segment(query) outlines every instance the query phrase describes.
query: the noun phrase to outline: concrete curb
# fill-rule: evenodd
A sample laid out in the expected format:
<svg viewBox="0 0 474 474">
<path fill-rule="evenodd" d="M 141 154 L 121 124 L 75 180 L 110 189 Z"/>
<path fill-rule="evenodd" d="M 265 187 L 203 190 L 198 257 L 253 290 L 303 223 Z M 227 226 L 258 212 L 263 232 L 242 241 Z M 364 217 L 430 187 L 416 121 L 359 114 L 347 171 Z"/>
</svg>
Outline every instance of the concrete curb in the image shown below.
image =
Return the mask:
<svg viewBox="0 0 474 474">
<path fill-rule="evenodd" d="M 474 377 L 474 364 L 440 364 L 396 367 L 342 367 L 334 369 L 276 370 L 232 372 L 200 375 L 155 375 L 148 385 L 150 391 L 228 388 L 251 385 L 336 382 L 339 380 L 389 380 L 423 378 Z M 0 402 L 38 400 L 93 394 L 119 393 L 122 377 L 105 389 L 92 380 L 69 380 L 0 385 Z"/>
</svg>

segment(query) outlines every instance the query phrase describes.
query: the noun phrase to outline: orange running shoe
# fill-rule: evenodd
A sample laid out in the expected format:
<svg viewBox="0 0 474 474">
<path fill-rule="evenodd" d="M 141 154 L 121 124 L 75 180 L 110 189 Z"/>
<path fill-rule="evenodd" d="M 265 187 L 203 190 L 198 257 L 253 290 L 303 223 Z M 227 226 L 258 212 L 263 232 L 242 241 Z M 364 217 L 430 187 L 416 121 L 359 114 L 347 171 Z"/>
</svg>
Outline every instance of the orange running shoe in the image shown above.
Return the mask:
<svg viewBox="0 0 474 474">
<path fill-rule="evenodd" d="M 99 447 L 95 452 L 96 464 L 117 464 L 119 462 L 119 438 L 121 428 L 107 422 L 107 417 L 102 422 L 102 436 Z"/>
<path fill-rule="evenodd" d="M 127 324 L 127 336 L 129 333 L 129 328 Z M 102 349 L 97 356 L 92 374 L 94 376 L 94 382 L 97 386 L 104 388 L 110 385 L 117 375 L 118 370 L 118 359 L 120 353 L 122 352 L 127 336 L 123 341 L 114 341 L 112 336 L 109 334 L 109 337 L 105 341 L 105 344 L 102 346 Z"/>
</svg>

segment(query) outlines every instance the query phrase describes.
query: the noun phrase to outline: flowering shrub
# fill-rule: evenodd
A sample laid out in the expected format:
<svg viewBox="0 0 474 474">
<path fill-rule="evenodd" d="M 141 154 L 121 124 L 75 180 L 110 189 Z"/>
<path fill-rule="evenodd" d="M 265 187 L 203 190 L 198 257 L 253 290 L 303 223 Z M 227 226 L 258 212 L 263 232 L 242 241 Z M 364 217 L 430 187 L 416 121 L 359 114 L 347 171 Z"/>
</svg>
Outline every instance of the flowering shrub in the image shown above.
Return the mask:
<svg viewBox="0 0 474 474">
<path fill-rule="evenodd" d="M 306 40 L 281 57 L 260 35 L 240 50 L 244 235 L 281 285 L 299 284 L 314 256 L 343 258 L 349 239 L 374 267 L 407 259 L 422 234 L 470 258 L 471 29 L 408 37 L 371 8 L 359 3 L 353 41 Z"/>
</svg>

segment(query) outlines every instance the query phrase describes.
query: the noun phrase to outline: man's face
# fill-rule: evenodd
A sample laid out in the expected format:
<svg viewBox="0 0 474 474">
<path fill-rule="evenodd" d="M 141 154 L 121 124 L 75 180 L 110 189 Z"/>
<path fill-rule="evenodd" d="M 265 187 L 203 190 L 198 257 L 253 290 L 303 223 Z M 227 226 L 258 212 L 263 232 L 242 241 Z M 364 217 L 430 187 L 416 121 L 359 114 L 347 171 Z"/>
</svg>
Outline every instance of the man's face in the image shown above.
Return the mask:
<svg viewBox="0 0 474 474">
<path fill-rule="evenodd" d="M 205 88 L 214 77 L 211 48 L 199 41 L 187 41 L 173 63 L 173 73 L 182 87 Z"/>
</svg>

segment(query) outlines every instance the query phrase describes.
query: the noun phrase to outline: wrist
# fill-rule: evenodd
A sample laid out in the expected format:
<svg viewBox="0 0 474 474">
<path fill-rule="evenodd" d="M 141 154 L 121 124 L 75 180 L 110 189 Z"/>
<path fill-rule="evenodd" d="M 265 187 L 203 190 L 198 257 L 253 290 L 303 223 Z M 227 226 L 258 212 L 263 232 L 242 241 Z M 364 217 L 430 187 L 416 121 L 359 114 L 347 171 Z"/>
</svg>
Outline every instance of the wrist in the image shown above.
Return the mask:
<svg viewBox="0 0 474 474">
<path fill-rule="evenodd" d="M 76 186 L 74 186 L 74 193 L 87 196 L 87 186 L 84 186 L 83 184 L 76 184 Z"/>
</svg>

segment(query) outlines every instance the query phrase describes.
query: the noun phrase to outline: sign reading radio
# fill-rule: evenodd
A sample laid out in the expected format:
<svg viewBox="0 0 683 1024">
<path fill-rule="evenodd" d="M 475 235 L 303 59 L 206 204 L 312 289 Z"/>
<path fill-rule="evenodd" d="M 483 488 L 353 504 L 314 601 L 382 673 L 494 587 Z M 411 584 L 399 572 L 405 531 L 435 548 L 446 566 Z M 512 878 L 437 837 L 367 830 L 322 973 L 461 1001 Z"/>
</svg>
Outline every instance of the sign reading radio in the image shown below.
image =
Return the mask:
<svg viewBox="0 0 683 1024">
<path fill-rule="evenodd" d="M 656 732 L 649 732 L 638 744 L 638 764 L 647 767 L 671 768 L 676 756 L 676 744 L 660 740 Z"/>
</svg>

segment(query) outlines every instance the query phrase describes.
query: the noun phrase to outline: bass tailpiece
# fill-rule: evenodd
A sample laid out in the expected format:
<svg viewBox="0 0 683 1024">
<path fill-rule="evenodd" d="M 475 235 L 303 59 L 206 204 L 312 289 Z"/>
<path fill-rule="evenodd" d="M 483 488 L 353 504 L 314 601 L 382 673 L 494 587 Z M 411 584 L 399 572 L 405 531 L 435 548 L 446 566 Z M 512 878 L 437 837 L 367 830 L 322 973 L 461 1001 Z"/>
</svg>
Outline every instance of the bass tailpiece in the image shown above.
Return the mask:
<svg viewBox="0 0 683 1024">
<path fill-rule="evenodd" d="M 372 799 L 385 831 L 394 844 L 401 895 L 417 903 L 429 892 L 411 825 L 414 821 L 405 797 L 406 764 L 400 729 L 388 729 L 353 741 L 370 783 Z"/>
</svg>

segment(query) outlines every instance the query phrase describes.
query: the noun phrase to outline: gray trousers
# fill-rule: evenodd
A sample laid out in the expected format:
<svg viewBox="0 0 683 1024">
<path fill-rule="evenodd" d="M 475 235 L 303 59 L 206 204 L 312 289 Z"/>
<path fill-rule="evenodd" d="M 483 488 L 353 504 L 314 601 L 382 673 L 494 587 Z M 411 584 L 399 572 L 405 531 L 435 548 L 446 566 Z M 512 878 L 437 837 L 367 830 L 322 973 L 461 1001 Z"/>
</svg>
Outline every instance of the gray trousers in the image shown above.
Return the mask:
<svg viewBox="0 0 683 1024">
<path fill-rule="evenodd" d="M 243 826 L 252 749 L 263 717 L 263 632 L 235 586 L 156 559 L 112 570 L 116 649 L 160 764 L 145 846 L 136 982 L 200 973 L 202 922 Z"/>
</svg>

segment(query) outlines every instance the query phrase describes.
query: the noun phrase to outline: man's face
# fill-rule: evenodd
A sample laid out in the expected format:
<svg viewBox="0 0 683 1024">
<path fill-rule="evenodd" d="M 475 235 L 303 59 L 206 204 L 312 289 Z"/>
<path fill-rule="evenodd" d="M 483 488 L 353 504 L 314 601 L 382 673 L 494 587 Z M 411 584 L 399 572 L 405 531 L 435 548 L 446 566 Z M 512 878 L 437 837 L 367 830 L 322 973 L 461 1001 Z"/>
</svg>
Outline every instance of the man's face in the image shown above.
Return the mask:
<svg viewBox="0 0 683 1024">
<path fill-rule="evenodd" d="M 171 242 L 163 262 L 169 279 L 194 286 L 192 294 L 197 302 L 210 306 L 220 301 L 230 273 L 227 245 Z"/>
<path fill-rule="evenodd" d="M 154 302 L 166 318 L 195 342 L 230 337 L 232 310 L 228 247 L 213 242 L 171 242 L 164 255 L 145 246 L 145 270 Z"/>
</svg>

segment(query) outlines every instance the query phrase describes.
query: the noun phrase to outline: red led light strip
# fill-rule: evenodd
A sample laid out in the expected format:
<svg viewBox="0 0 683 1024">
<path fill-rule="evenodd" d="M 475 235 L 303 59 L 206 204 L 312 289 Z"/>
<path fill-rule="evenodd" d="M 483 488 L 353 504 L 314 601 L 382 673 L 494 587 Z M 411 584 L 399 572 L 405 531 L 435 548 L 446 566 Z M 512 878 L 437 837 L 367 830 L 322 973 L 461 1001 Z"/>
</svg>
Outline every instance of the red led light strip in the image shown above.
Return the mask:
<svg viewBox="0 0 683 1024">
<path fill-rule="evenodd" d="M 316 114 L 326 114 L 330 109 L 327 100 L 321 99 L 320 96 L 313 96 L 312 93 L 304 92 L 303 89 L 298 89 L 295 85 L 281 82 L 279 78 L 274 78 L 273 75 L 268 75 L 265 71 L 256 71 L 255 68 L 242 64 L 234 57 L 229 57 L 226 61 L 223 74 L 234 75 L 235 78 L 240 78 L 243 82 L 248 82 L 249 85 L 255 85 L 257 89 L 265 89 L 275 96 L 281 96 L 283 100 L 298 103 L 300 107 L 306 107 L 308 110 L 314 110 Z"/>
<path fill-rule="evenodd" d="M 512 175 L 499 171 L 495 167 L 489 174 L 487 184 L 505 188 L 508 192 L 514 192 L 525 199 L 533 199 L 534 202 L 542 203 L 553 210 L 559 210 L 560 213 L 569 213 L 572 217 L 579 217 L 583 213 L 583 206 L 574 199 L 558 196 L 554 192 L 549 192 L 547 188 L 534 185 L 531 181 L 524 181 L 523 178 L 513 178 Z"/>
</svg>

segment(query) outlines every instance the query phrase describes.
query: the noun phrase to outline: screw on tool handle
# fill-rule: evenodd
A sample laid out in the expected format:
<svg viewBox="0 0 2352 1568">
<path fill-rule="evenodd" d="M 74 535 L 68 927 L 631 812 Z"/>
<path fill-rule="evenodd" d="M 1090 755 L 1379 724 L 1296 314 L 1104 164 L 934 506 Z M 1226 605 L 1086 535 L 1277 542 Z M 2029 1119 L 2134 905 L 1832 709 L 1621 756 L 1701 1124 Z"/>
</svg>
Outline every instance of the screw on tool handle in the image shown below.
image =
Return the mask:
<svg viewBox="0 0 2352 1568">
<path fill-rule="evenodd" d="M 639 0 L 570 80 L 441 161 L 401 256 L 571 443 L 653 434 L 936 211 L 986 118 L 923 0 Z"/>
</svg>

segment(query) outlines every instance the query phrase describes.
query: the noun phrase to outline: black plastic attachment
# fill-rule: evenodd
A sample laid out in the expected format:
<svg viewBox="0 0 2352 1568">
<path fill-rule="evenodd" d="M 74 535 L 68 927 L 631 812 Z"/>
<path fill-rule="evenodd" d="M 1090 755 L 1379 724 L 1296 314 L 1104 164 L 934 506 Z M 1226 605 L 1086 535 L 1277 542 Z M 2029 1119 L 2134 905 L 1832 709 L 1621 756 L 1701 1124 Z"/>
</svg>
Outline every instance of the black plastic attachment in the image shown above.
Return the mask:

------------------------------

• EXERCISE DESCRIPTION: Within the records, tally every line that contains the word "bass". Only the resulting number should be given.

• REPLY TO THE EXERCISE: 2